#### Exercise text:

=== Begin Enclosure ===

So, so are we being, you know,
California banning sale of internal combustion engines
by 35?
Car companies saying they'll be all electric by 2030.
Are they showing us the extreme
and over the next couple of years,
as I've been saying, are they going to backpedal
and all of a sudden by, you know,
three or four years from now?
Well, we can't achieve that,
but here's what we really want.
All right, I'd take the bet, the back to go to backpedal.
It won't take them a decade to backpedal.
The backpedal will start sooner,
it'll start when the prices are going up.
I mean, if you put this kind of demand,
the demand on minerals that these green energy plans
have represents, say, 400 to 4,000% increase
in demand for, depends on the mineral you pick.
So it's 400% increase in the man for copper.
It's a 4,000% increase in the man for cobalt.
It's a 1,000% increase in the man for nickel.
These are global increases in demand
to meet these plans that governments are proposing.
These are astonishing increases in demand
in a world where market prices for these minerals
rises if the demand goes up by 10% or 20%.
So what will happen if prices will go up?
So we saw this already this year.
The average price for a battery for electric car
has been going down famously
because Elon Musk and everybody falls for a decade,
and which is pretty quite remarkable.
But this year, it went down,
this year, I mean, the trailing 12 months,
it went down by a single-digit percentage point,
that's like 8% or something, 10%,
which is not a big decline.
Next year, almost all forecasts see
battery prices going up, not down.
Up, the trend will reverse itself
because of the cost of the minerals.
Here's the key fact, when you buy it,
when you buy a car, the materials that go into the car,
the bill of materials costs something and then it's labor.

=== End Enclosure ===

#### Required action A:
In the transcript on mineral demand for green energy, what do almost all forecasts expect battery prices to do next year?
#### Required action B:
Give again the part of the transcript on mineral demand for green energy between "These are global" and "pretty quite remarkable.", inclusive.
#### Required action C:
Proceed with the transcript on mineral demand for green energy from where it stops.

#### Record set:
=== Begin Enclosure ===

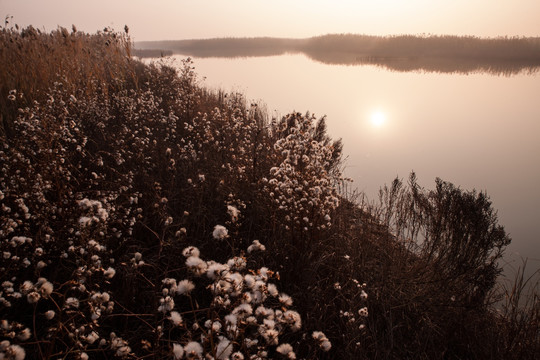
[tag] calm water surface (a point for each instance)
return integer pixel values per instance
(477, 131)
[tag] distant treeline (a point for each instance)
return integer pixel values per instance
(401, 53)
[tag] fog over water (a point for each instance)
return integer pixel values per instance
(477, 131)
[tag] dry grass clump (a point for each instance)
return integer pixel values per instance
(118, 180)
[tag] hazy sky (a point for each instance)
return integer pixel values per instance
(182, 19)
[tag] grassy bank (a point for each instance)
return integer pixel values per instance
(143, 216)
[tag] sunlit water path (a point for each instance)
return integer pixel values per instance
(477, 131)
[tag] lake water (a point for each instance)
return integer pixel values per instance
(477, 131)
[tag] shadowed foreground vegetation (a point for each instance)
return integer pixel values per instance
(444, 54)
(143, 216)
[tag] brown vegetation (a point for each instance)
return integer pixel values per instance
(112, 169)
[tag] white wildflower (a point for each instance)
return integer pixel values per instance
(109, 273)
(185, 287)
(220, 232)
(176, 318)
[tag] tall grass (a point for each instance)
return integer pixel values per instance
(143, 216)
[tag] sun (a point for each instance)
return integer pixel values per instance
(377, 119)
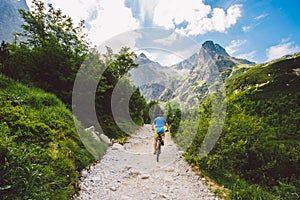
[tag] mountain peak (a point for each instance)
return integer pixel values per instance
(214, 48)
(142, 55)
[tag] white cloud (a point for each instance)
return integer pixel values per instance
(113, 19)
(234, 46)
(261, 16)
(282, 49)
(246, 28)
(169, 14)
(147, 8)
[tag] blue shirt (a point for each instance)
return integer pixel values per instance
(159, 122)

=== End Enclosure ===

#### Expected answer A:
They expect battery prices to go up, not down.

#### Expected answer B:
These are global increases in demand
to meet these plans that governments are proposing.
These are astonishing increases in demand
in a world where market prices for these minerals
rises if the demand goes up by 10% or 20%.
So what will happen if prices will go up?
So we saw this already this year.
The average price for a battery for electric car
has been going down famously
because Elon Musk and everybody falls for a decade,
and which is pretty quite remarkable.

#### Expected answer C:
So those setting aside profits,
there's just two things, right?
You have labor for machines and human beings
that you pay for and you have materials.
The same is true when you build a battery.
Batteries in electric cars today,
60 to 70% of the cost of making the batteries
just the raw minerals, materials.
And if I double the price of those minerals,
how can we possibly say the battery's gonna get cheaper?
Even if I take the remaining 30%,
which is the manufacturing machinery and labor,
and electronics and the cooling system,
and make that half as expensive,
how's that gonna get you a cheaper battery
when the 60 to 70% of the cost of the battery,
which are the minerals,
everything that's happening in the world today
is leading to those going up in price
and out of the environmental organizations.
And I say this, I think pretty confidently,
not a single environmental organization in the world
that's pushing to have more electric cars
is supporting more mining
to make it possible to have more electric cars.
So it's sort of like they want us to clean up the environment,
but don't touch the environment to do it.
Yeah, you know, I can't blame them.
They're honest about what you're mining,
but let's be honest with what has to be done.
So if you drive a car for a decade,
we can calculate easy to do,
the total tonnage, let's just do it in tons,
of oil or gasoline you'll need,
depending if you're diesel or diesel, no matter.
We know what the number.
And if you do the same 10 years for electric car,
you get to another tonnage,
which in a sense you pay for up front,
you buy the battery.
Forget how you make electricity, just look at the car.
And if you make those two comparisons,
you get a 1,000% increase
in the tonnage of materials you need
to extract from the earth
to drive a vehicle for 10 years.
This is consequential in economic terms
and environmental terms, and it's not sustainable.
It won't, I even it sounds like I'm being hyperbolic again,
it won't happen, it won't happen
because it can't happen.
So we're not gonna get there,
but we will have more electric cars
because you could get to, I don't know,
pick a number, 10% of the fleet being electric or 50.
But we're not gonna get to 50 or 60 or 100.
Hey, Mark, hold that foot.
Let me pull over and take this pause.
I'm Ron Anani, the car doctor here today
with Mark Mills of the Manhattan Institute.
We'll both be back right after this.
Don't go away.
Hey, it's Ryan Seacrest for Albertans and Safeway.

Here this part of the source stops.